→ **What to work on**
Give back all of the data exactly, with every picture omitted.

··········

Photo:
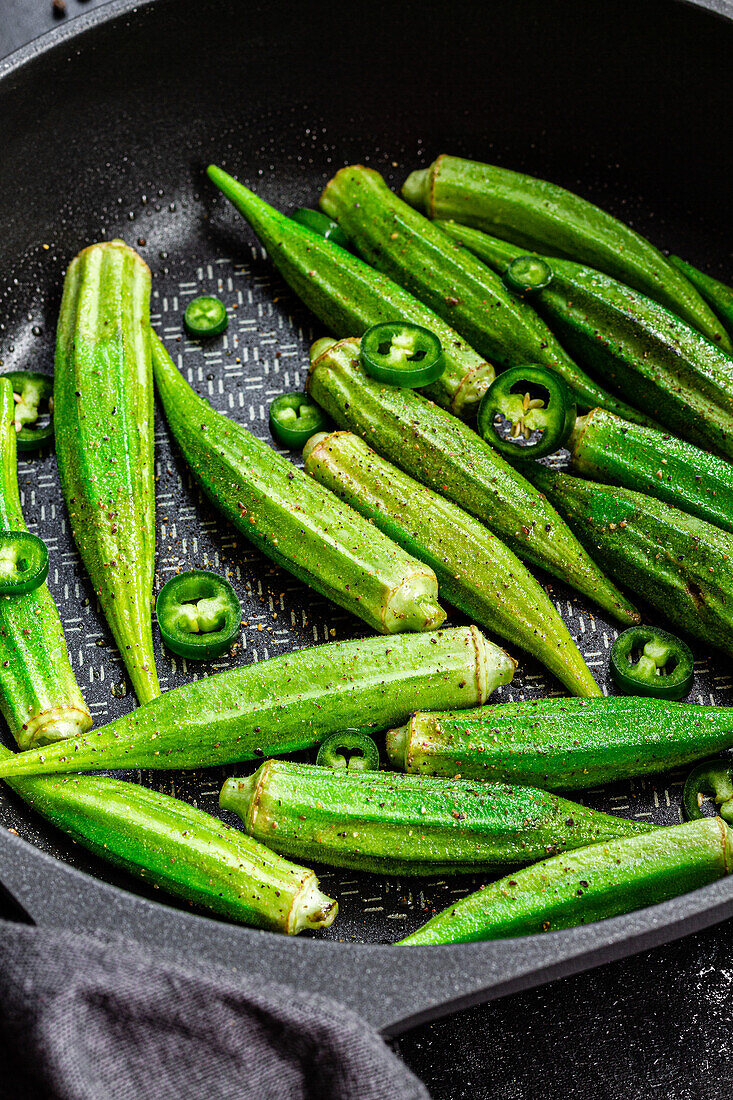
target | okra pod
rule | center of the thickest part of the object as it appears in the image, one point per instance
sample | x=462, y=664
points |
x=396, y=824
x=445, y=454
x=560, y=744
x=678, y=563
x=297, y=524
x=416, y=254
x=544, y=217
x=349, y=296
x=718, y=295
x=287, y=703
x=40, y=697
x=595, y=882
x=104, y=427
x=673, y=374
x=476, y=571
x=605, y=448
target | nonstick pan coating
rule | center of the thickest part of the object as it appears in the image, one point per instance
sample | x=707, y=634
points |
x=106, y=129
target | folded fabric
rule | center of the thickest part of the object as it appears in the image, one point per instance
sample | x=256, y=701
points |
x=81, y=1019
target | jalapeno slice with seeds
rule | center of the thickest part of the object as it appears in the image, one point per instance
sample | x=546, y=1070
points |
x=34, y=404
x=206, y=317
x=349, y=750
x=323, y=224
x=294, y=418
x=23, y=562
x=527, y=413
x=402, y=354
x=712, y=779
x=648, y=661
x=198, y=614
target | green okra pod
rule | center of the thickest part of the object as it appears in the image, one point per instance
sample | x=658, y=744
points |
x=444, y=453
x=589, y=884
x=104, y=428
x=287, y=703
x=397, y=824
x=543, y=217
x=476, y=571
x=678, y=563
x=349, y=296
x=676, y=376
x=560, y=744
x=416, y=254
x=605, y=448
x=718, y=295
x=297, y=524
x=40, y=697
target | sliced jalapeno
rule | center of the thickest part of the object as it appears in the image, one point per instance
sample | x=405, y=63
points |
x=402, y=354
x=711, y=779
x=527, y=275
x=206, y=317
x=34, y=404
x=198, y=614
x=526, y=413
x=294, y=418
x=23, y=562
x=349, y=750
x=647, y=661
x=323, y=224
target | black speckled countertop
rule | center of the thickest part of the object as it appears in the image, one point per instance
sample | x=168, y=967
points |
x=657, y=1025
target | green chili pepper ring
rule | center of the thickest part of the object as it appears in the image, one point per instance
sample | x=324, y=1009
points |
x=206, y=317
x=34, y=404
x=533, y=399
x=350, y=750
x=23, y=562
x=653, y=662
x=294, y=418
x=711, y=778
x=402, y=354
x=198, y=614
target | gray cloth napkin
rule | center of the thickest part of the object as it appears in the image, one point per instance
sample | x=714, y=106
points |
x=86, y=1020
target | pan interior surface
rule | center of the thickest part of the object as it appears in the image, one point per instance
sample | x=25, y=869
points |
x=107, y=132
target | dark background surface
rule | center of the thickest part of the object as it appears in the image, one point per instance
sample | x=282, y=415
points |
x=656, y=1025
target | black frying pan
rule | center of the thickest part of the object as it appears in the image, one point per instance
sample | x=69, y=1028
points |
x=105, y=129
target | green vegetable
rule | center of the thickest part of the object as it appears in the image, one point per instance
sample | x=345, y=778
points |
x=294, y=418
x=561, y=744
x=206, y=317
x=652, y=662
x=679, y=564
x=40, y=699
x=713, y=778
x=540, y=216
x=198, y=614
x=605, y=448
x=402, y=354
x=183, y=850
x=23, y=562
x=416, y=254
x=287, y=703
x=476, y=572
x=349, y=750
x=445, y=454
x=297, y=524
x=676, y=376
x=532, y=399
x=349, y=296
x=599, y=881
x=33, y=396
x=718, y=295
x=319, y=223
x=104, y=416
x=394, y=824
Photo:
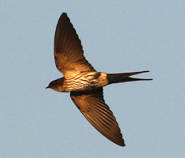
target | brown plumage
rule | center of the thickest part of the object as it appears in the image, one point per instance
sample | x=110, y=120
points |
x=84, y=82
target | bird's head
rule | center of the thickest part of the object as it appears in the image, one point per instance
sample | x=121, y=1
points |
x=56, y=85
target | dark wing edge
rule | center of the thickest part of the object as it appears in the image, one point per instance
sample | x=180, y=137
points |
x=93, y=107
x=67, y=46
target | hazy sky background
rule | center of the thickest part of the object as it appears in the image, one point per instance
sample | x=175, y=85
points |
x=117, y=36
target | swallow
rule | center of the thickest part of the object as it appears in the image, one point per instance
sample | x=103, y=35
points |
x=84, y=83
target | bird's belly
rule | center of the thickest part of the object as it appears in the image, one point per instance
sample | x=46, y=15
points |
x=83, y=82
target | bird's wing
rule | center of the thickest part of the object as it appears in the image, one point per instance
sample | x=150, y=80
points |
x=93, y=107
x=68, y=49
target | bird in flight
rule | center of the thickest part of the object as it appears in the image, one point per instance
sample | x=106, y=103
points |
x=84, y=83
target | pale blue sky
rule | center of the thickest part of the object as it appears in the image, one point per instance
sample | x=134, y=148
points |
x=117, y=36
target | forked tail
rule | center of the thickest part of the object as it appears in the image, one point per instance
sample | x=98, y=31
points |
x=125, y=77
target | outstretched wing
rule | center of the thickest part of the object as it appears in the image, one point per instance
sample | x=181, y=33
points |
x=93, y=107
x=68, y=49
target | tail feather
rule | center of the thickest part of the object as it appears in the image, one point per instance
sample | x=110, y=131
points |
x=125, y=77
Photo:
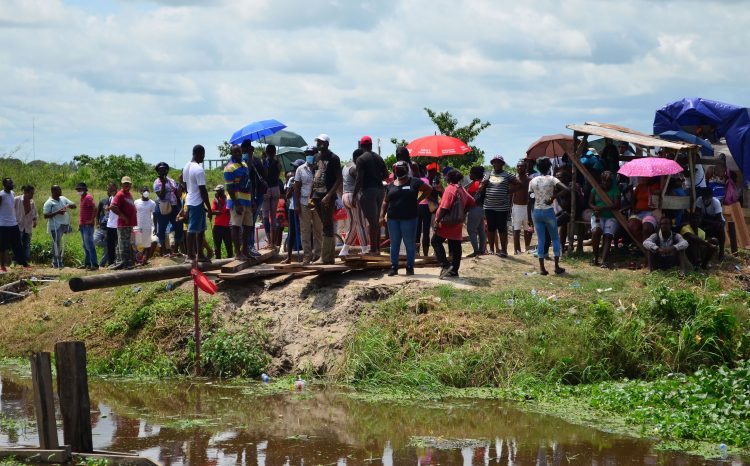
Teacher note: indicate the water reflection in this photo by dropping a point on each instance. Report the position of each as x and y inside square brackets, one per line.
[183, 422]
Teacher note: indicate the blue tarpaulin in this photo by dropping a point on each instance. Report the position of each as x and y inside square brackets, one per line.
[716, 119]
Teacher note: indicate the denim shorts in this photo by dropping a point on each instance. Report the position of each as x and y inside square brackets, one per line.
[196, 218]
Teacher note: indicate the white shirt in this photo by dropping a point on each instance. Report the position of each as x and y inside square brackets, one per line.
[144, 212]
[8, 209]
[111, 217]
[304, 175]
[194, 176]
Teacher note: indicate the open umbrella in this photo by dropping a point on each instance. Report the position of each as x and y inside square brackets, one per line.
[553, 145]
[650, 166]
[706, 148]
[284, 138]
[437, 146]
[256, 130]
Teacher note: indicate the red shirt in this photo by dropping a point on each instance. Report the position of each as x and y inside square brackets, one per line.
[455, 230]
[88, 210]
[222, 218]
[125, 203]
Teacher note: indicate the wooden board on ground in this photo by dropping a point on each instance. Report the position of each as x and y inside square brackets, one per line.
[236, 265]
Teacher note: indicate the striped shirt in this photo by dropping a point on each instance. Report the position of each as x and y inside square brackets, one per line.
[496, 197]
[237, 180]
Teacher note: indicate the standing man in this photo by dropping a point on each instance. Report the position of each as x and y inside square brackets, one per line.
[258, 182]
[166, 203]
[86, 221]
[310, 226]
[520, 211]
[10, 235]
[123, 207]
[198, 204]
[237, 181]
[26, 216]
[55, 210]
[368, 190]
[109, 223]
[326, 183]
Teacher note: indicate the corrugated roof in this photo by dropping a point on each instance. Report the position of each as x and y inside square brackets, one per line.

··········

→ **Expected output**
Photo:
target | okra pod
rule | center of the thickest part of the object as it appears in the image, one point per instance
sample | x=462, y=664
points |
x=396, y=824
x=445, y=454
x=560, y=744
x=678, y=563
x=297, y=524
x=416, y=254
x=544, y=217
x=349, y=296
x=718, y=295
x=287, y=703
x=40, y=697
x=595, y=882
x=104, y=427
x=673, y=374
x=476, y=571
x=605, y=448
target | nonstick pan coating
rule | center of the thickest part of the object as it appears in the image, one point per instance
sample | x=707, y=634
points |
x=106, y=129
target | folded fabric
rule | center of the thickest part of the object as it appears in the image, one point per instance
sample | x=256, y=701
points |
x=81, y=1019
target | jalapeno slice with seeds
rule | center of the thickest part of the object as it appears in the image, one point per instance
sample | x=546, y=1070
points |
x=34, y=404
x=206, y=317
x=349, y=750
x=323, y=224
x=294, y=418
x=23, y=562
x=527, y=413
x=402, y=354
x=712, y=779
x=648, y=661
x=198, y=614
target | green okra pod
rule | center of the thickest part of the object as it appears in the image, one point per instance
sample | x=658, y=744
points |
x=444, y=453
x=589, y=884
x=104, y=428
x=287, y=703
x=397, y=824
x=543, y=217
x=476, y=571
x=678, y=563
x=349, y=296
x=676, y=376
x=560, y=744
x=416, y=254
x=605, y=448
x=718, y=295
x=297, y=524
x=40, y=697
target | sliced jalapeno
rule | center of the thickest part of the object as it appears in the image, one point per instance
sample | x=405, y=63
points |
x=402, y=354
x=711, y=779
x=527, y=275
x=206, y=317
x=34, y=404
x=198, y=614
x=526, y=413
x=294, y=418
x=23, y=562
x=349, y=750
x=647, y=661
x=323, y=224
target | black speckled countertop
rule | center of the thickest part of the object as it appears in the image, one point per instance
sample | x=168, y=967
points |
x=657, y=1025
target | green chili pepper ring
rule | center of the thickest part of the object as it appears in the image, one point per instance
sample | x=324, y=1009
points |
x=206, y=317
x=34, y=404
x=533, y=399
x=350, y=750
x=23, y=562
x=653, y=662
x=294, y=418
x=711, y=778
x=402, y=354
x=198, y=614
target | gray cloth napkin
rule | center of the thickest part of the object as it appears in the image, one point per instance
sample | x=714, y=106
points |
x=86, y=1020
target | pan interior surface
rule | center of the thickest part of the object as it appears in the image, one point per instance
sample | x=25, y=869
points |
x=107, y=132
target | dark background surface
rule | center of the thickest part of the object as it appears in the image, one point per instance
sample | x=282, y=415
points |
x=656, y=1025
target | black frying pan
rule | center of the thickest part of the object as it appears in the image, one point per instance
sample | x=69, y=1028
points |
x=105, y=129
target | green vegetable
rule | center of the thickest part of the object as it appears in the image, one point per instance
sample | x=345, y=778
points |
x=294, y=418
x=561, y=744
x=206, y=317
x=652, y=662
x=679, y=564
x=40, y=699
x=713, y=778
x=540, y=216
x=198, y=614
x=605, y=448
x=402, y=354
x=183, y=850
x=23, y=562
x=416, y=254
x=287, y=703
x=476, y=572
x=349, y=750
x=445, y=454
x=297, y=524
x=676, y=376
x=532, y=399
x=349, y=296
x=599, y=881
x=33, y=396
x=718, y=295
x=319, y=223
x=104, y=416
x=394, y=824
Photo:
target | brown plumage
rule | center of the thickest part of the object as it appears in the image, one point per instance
sample | x=110, y=120
points |
x=84, y=82
target | bird's head
rule | center of the thickest part of the object as it appears in the image, one point per instance
sample | x=121, y=1
points |
x=56, y=85
target | dark wing edge
rule | center of the thickest part of the object as it appears in the image, one point per instance
sample | x=180, y=137
points |
x=93, y=107
x=67, y=46
target | hazy sky background
rule | center of the thickest part of the object as it appears in the image, one point per instance
sample | x=175, y=85
points |
x=117, y=36
target | swallow
rule | center of the thickest part of the object as it appears in the image, one point per instance
sample | x=103, y=35
points |
x=84, y=83
target | bird's belly
rule | center of the thickest part of the object as it appears in the image, one point per instance
sample | x=46, y=15
points |
x=83, y=82
target | bird's wing
rule | center of the thickest part of the object as it appears in the image, one point per instance
sample | x=150, y=80
points |
x=93, y=107
x=68, y=49
target | bird in flight
rule | center of the thickest part of the object as it appears in the image, one point per instance
sample | x=106, y=103
points |
x=84, y=83
target | pale blue sky
rule | center of the thickest part of the object as it appears in the image, one point per instance
sample | x=134, y=148
points |
x=117, y=36
target | forked tail
rule | center of the thickest part of the object as it appears in the image, one point per instance
sample | x=98, y=31
points |
x=125, y=77
target | outstretched wing
rule | center of the thickest part of the object as it appears in the image, one point per instance
sample | x=181, y=33
points |
x=93, y=107
x=68, y=49
target | tail feather
rule | center of the thickest part of the object as it appears in the image, one point per instance
sample | x=110, y=131
points |
x=125, y=77
Photo:
Teacher note: indicate the water reflection in this photo by dropping a point on each instance. Report the position of each as x and y inside square brackets, one per line.
[183, 422]
Teacher note: indicate the blue tarpaulin in this photo by dropping a point on each instance. Report the position of each as x and y inside square brackets, one per line.
[716, 119]
Teacher note: indicate the denim shorts in this photo by dropping a point on each instance. Report the position of each as x and y inside square brackets, one per line.
[196, 218]
Teacher note: indicate the white shirt in this photo by dropping a point on each instance. Report the position of each as x and y inside square brackets, one per line.
[144, 212]
[8, 209]
[111, 217]
[304, 175]
[194, 176]
Teacher note: indicate the open umbrella in this photo by dropping a point on each instance. Report the position of each as x and y inside square brackets, one per line.
[553, 145]
[650, 166]
[706, 148]
[284, 138]
[437, 146]
[256, 130]
Teacher note: indicate the red shirt in this photo by dropping a point on each instance. Report the position of each as x and y inside square brackets, one per line.
[455, 230]
[88, 210]
[222, 218]
[125, 203]
Teacher note: indicate the wooden board on ground in this photo by dropping a point on each instance. Report the position of each as x and y inside square brackets, one per line.
[236, 265]
Teacher note: indicate the striped shirt in this photo by dropping a point on each instance. Report the position of each as x and y inside square brackets, one per line.
[496, 197]
[237, 180]
Teacher note: indicate the standing man in this photo by dropping a point on each instance. Report the position of each as x and y inside square brackets, one per line.
[258, 182]
[166, 203]
[86, 221]
[310, 226]
[520, 211]
[10, 235]
[123, 207]
[198, 204]
[237, 181]
[26, 216]
[55, 210]
[368, 190]
[109, 223]
[326, 183]
Teacher note: indicate the corrugated roof in this photo by dropping a point on each instance. Report the position of each as x and y inside square brackets, one per line.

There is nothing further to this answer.